(What is being asked): In the copy, include all of the listing exactly and none of its pictures.
------------------------
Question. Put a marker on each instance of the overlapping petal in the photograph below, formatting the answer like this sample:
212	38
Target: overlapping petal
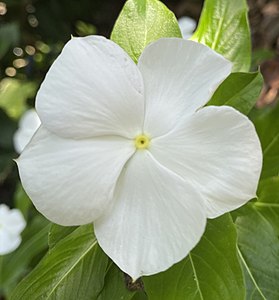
157	218
71	181
217	150
179	77
92	89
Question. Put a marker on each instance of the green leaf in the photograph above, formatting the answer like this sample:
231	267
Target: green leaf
58	233
73	269
115	287
223	26
16	264
268	201
259	253
239	90
211	271
267	126
142	22
9	36
13	96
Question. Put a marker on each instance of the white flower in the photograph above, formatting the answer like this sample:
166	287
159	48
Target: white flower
28	124
12	224
187	26
129	148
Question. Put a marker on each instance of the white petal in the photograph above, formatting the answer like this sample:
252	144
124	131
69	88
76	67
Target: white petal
187	25
157	218
28	125
8	242
218	150
179	77
71	181
93	88
11	219
15	222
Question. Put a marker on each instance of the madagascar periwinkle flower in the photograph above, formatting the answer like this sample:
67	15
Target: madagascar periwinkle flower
28	124
12	224
131	148
187	26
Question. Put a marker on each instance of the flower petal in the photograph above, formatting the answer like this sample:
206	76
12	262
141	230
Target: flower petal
8	242
74	179
28	125
93	88
218	151
157	218
179	77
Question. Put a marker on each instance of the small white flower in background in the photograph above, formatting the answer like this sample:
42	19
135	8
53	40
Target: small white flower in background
12	224
130	148
187	26
28	124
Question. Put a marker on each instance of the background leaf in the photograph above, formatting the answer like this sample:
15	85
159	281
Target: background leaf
211	271
223	26
13	96
142	22
115	287
17	264
73	269
239	90
259	252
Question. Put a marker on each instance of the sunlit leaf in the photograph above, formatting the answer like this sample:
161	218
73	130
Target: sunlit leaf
142	22
211	271
73	269
13	96
239	90
17	264
223	26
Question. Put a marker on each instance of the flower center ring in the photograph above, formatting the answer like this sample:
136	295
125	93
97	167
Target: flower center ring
142	141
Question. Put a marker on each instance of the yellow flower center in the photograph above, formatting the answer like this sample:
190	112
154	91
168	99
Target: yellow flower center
142	141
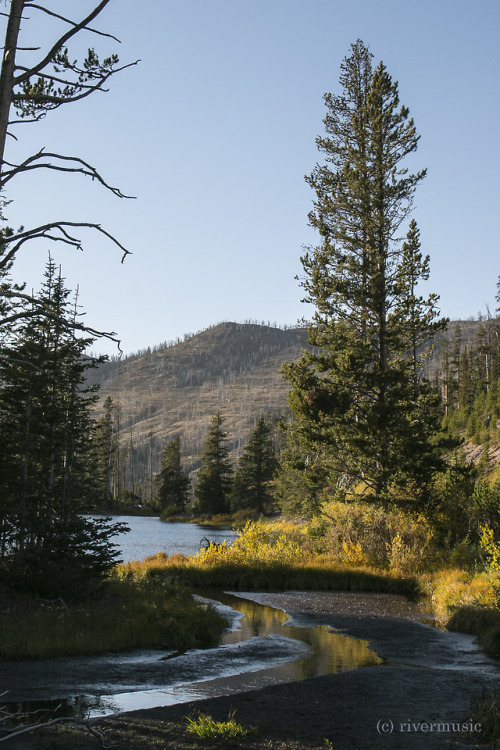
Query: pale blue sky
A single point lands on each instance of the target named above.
(214, 131)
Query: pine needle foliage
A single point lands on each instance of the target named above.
(358, 394)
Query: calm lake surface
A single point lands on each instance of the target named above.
(148, 535)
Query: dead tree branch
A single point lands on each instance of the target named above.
(35, 162)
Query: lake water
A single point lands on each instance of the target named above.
(148, 535)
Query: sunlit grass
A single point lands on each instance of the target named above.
(262, 558)
(207, 728)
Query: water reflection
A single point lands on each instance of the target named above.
(330, 651)
(261, 649)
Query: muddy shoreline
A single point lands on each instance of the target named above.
(413, 701)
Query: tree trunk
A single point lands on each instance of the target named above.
(7, 72)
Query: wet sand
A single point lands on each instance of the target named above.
(415, 700)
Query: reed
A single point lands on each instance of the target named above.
(129, 614)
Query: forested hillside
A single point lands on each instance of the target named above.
(174, 390)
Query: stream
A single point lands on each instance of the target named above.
(262, 647)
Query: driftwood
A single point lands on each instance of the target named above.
(12, 723)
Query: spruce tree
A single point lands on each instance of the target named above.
(214, 481)
(48, 474)
(172, 481)
(354, 394)
(106, 450)
(255, 470)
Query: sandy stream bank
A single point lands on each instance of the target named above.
(413, 701)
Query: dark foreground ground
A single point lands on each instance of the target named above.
(413, 701)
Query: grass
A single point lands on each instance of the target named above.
(128, 614)
(266, 558)
(207, 728)
(484, 718)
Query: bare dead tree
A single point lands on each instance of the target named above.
(28, 92)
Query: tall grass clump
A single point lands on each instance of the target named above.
(207, 728)
(129, 614)
(266, 558)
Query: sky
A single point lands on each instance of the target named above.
(213, 132)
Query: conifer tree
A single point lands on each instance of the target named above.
(255, 470)
(106, 448)
(214, 481)
(48, 471)
(172, 481)
(354, 393)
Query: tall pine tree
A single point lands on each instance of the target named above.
(355, 395)
(213, 486)
(172, 481)
(255, 470)
(46, 429)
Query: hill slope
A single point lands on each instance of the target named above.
(175, 390)
(235, 367)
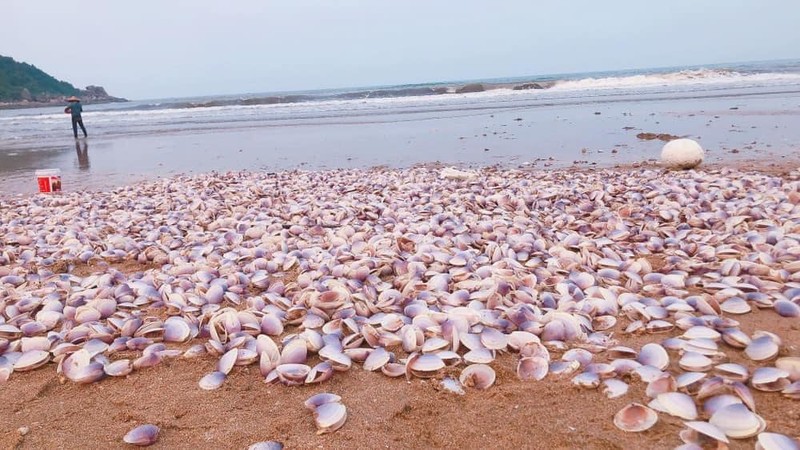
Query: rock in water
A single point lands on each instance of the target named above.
(682, 154)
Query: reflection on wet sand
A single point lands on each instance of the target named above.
(82, 148)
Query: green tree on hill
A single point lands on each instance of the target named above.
(22, 81)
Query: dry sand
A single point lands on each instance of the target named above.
(382, 412)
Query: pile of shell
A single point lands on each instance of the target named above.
(409, 274)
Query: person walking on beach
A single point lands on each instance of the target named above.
(75, 109)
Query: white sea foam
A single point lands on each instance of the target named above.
(682, 78)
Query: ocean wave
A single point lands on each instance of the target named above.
(679, 78)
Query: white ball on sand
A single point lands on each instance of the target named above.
(682, 154)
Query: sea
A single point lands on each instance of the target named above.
(568, 119)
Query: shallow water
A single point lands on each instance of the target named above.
(517, 130)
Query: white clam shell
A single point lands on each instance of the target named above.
(31, 359)
(142, 436)
(654, 355)
(635, 418)
(478, 376)
(761, 349)
(678, 404)
(329, 417)
(738, 422)
(212, 381)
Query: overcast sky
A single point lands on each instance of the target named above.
(168, 48)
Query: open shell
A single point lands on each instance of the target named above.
(478, 376)
(329, 417)
(635, 418)
(142, 435)
(738, 422)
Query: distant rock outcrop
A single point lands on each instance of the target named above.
(23, 85)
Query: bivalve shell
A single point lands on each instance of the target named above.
(775, 441)
(635, 418)
(31, 359)
(761, 349)
(142, 435)
(678, 405)
(329, 417)
(478, 376)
------------------------
(Exercise response):
Question. Put a marker on each instance of the overlapping petal in the photograph below, formatting the answer like this sample:
212	38
Target: overlapping petal
157	218
71	181
217	150
179	77
92	89
Question. Put a marker on each instance of the green leaf in the photograph above, formatting the answer like this sample:
231	267
Target: green leaf
58	233
73	269
115	287
223	26
16	264
268	201
259	253
239	90
211	271
267	126
142	22
9	36
13	96
Question. Put a marker on each instance of the white flower in the photograph above, formatting the answer like this sample:
166	287
159	48
Target: white flower
28	124
12	224
187	26
129	148
Question. Put a marker on each instance of the white petal in the photograph above, formatting the answer like this sample:
252	144
124	131
69	88
76	67
Target: white petal
187	25
157	218
28	125
8	242
218	150
179	77
71	181
93	88
11	219
15	222
Question. Put a marker on each instance of the madagascar periwinkle flower in the photograph above, formatting the answer like this sample:
67	15
Target: madagascar periwinkle flower
28	124
12	224
131	148
187	26
Question. Put a marker on each instance of the flower petal in the photograph above, formatting the answer like this sample:
206	76
12	262
141	230
Target: flower petal
8	242
74	179
28	125
93	88
218	151
157	218
179	77
Question. Put a marker on each instance of the small white flower in background in the photograph above, formatting the answer like this sample:
42	19
135	8
53	40
Target: small white flower in background
12	224
130	148
187	26
28	124
Question. Put a marker on each instance of the background leaf in the photograph above, formatting the answer like this sample:
15	85
159	281
Target: background leaf
211	271
223	26
13	96
142	22
115	287
17	264
73	269
239	90
259	252
Question. Put a marker on each instance of the sunlit leaf in the photograph above, formatting the answer like this sample:
161	218
73	130
Target: sunlit leaf
142	22
211	271
73	269
13	96
239	90
17	264
223	26
Question. Put a marker on each instance of the flower center ring in the photograph above, formatting the answer like this sample:
136	295
125	93
97	167
Target: flower center ring
142	141
Question. Put a marker on each instance of the yellow flower center in the photograph above, formatting the answer like this sample:
190	112
154	91
168	99
Target: yellow flower center
142	141
Query: pale blue sky
A single point lands on each instance of the target named above.
(214, 131)
Query: pine needle foliage
A single point lands on each instance of the target named above.
(358, 394)
Query: calm lake surface
A single point lands on each instance of the target named above.
(148, 535)
Query: dead tree branch
A single point lands on each instance of the target named above.
(35, 162)
Query: lake water
A single point lands on each instance of the target named above.
(148, 535)
Query: sunlit grass
A single point lands on each instance of the target named above.
(262, 558)
(207, 728)
Query: water reflection
A single point lands on each instance of the target named above.
(330, 651)
(261, 649)
Query: muddy shoreline
A single point lands on each instance of the target named above.
(413, 701)
Query: tree trunk
A single point lands on each instance of the target named above.
(7, 72)
Query: wet sand
A single point lands on each instance of the target named above.
(415, 700)
Query: reed
A single point lands on each instance of the target named above.
(129, 614)
Query: forested hillside
A single point lands on each instance of the target named above.
(174, 390)
Query: stream
A single point lands on each instance of the target named above.
(262, 647)
Query: driftwood
A single point lands on each instance of the target named above.
(12, 723)
Query: spruce tree
A single point lands on each instance of the target named above.
(214, 481)
(48, 474)
(172, 481)
(354, 394)
(106, 450)
(255, 470)
Query: sandy stream bank
A single point lands on each instance of the target named above.
(413, 701)
Query: dark foreground ground
A single point lands on each instance of the target named above.
(413, 701)
Query: grass
A single point lands on each instance of the target named above.
(128, 614)
(266, 558)
(207, 728)
(484, 718)
Query: bare dead tree
A single point lands on each instance of the target named above.
(28, 92)
Query: tall grass clump
A single point lands on each instance of the target named above.
(207, 728)
(129, 614)
(266, 558)
Query: sky
A single point lands on each instance of the target named above.
(213, 132)
Query: conifer tree
A single point lands on each instance of the target named above.
(255, 470)
(106, 448)
(214, 481)
(48, 471)
(172, 481)
(354, 393)
Query: tall pine tree
A single point lands on each instance of the target named above.
(355, 395)
(213, 486)
(172, 481)
(255, 470)
(46, 429)
Query: hill slope
A single point lands on each instance of the target named above.
(175, 390)
(235, 367)
Query: rock in water
A single point lands on each instance of the target named above.
(682, 154)
Query: reflection on wet sand
A single point lands on each instance of the target named above.
(82, 148)
Query: green tree on hill
A single point lands on each instance of the target named above.
(22, 81)
Query: dry sand
A single point lands on each instance of the target named above.
(382, 412)
Query: pile of shell
A single point lands on each instance of the target named above.
(409, 274)
Query: person walking on beach
A single point lands on each instance of the target named above.
(75, 109)
Query: white sea foam
A single point lands on each instance of the target named above.
(682, 78)
Query: ocean wave
A single point lands on each instance of the target named above.
(679, 78)
Query: white ball on sand
A single point lands on each instance of the target named above.
(682, 154)
Query: sea
A single point lands on each instance of the target named above.
(568, 119)
Query: shallow water
A single point lands on each instance of the target named above.
(517, 130)
Query: white clam shell
A single point lands on each instance of the target named above.
(31, 359)
(142, 436)
(654, 355)
(635, 418)
(478, 376)
(761, 349)
(678, 404)
(329, 417)
(738, 422)
(212, 381)
Query: overcast sky
A single point lands on each instance of the target named above.
(168, 48)
Query: open shell
A single point lands on each instance of the target named above.
(478, 376)
(329, 417)
(635, 418)
(142, 435)
(738, 422)
Query: distant rock outcrop
A single point lands on each instance of the target named above.
(23, 85)
Query: bivalve shell
A single point lands on each instance of the target named above.
(775, 441)
(635, 418)
(31, 359)
(761, 349)
(142, 435)
(678, 405)
(329, 417)
(478, 376)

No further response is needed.